EXCERPTED PASSAGE:
** start **

Complainant is Instagram, LLC of Menlo Park, California, United States of America (“United States”), represented by Hogan Lovells (Paris) LLP, France.
Respondent is Ducky Layne of Diyarbakir, Turkey.
The disputed domain names <checkpoint-lnstagram.com> and <safety-lnstagram.com> (the “Domain Name/s”) are registered with Atak Domain Hosting Internet ve Bilgi Teknolojileri Limited Sirketi d/b/a Atak Teknoloji (the “Registrar”).
The Complaint was filed with the WIPO Arbitration and Mediation Center (the “Center”) on December 12, 2018. On December 12, 2018, the Center transmitted by email to the Registrar a request for registrar verification in connection with the Domain Names. On December 20, 2018, the Registrar transmitted by email to the Center its verification response confirming that Respondent is listed as the registrant and providing the contact details.
The Center verified that the Complaint satisfied the formal requirements of the Uniform Domain Name Dispute Resolution Policy (the “Policy” or “UDRP”), the Rules for Uniform Domain Name Dispute Resolution Policy (the “Rules”), and the WIPO Supplemental Rules for Uniform Domain Name Dispute Resolution Policy (the “Supplemental Rules”).
In accordance with the Rules, paragraphs 2 and 4, the Center formally notified Respondent of the Complaint, and the proceedings commenced on December 26, 2018. In accordance with the Rules, paragraph 5, the due date for the Response was January 15, 2019. Due to a problem with courier services, the Response due date was extended to January 16, 2019. Respondent did not submit any response. Accordingly, the Center notified Respondent’s default on January 18, 2019.

** end **

STORED RECORDS:
** start **

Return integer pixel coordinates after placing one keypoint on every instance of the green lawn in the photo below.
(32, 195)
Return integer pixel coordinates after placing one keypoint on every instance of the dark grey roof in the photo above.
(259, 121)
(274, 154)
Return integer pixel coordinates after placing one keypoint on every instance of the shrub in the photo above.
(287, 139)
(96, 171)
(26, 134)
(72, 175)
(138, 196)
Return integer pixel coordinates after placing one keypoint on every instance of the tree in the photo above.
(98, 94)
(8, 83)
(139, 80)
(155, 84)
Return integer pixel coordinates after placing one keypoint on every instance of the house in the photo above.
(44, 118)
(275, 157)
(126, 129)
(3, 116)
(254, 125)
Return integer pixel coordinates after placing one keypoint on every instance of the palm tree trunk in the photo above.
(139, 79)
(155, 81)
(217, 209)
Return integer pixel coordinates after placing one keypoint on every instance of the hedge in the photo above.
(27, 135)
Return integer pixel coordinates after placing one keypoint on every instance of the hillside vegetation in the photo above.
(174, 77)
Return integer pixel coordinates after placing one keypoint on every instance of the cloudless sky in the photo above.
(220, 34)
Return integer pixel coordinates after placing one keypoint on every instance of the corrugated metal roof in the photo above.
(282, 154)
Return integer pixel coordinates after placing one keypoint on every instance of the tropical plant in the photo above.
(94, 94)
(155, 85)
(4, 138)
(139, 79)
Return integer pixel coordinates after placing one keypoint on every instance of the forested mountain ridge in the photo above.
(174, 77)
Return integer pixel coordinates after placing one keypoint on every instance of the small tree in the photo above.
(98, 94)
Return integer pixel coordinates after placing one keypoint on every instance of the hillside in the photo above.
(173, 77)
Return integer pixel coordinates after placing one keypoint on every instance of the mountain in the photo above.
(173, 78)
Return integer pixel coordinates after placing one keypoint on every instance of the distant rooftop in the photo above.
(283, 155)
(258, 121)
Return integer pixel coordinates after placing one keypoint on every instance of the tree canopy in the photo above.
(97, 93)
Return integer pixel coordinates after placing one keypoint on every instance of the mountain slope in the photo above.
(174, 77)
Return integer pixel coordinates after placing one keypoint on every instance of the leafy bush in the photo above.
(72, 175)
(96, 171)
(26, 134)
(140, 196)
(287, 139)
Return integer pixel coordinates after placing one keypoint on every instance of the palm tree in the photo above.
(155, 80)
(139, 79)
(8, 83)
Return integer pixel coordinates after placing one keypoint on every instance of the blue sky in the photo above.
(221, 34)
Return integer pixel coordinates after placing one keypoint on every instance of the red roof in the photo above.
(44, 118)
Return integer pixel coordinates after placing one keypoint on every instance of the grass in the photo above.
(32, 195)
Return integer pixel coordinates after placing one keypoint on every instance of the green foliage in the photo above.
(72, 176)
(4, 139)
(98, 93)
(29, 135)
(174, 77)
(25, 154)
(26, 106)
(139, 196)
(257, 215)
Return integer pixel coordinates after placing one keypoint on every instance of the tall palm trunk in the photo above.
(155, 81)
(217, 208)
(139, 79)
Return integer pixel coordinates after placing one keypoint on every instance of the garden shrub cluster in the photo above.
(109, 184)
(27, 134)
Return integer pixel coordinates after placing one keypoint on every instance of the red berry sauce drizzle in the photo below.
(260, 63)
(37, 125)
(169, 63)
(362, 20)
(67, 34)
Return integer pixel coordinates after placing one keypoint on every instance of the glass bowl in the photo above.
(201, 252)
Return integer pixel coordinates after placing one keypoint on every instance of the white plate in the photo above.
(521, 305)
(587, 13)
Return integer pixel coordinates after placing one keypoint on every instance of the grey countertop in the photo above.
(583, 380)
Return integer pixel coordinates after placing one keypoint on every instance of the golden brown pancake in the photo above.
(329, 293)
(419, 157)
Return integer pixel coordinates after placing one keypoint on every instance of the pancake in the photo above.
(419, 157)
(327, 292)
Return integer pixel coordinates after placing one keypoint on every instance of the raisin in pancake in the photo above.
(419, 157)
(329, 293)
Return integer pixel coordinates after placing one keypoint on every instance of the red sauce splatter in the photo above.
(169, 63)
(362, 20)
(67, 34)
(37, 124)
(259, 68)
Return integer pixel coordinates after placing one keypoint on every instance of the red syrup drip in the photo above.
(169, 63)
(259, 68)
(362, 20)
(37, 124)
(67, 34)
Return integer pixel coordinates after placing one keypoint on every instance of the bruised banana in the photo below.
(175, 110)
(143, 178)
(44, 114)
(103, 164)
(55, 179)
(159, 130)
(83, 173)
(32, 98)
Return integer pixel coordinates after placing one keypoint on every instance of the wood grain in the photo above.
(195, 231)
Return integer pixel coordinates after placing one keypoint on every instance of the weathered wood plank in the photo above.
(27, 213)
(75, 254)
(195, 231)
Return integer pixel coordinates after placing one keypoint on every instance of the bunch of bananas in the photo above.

** end **

In the domain name dispute text, why was the due date for the Response pushed from January 15, 2019 to January 16, 2019?

SOLUTION TO THIS TASK:
The due date was extended because of a problem with courier services.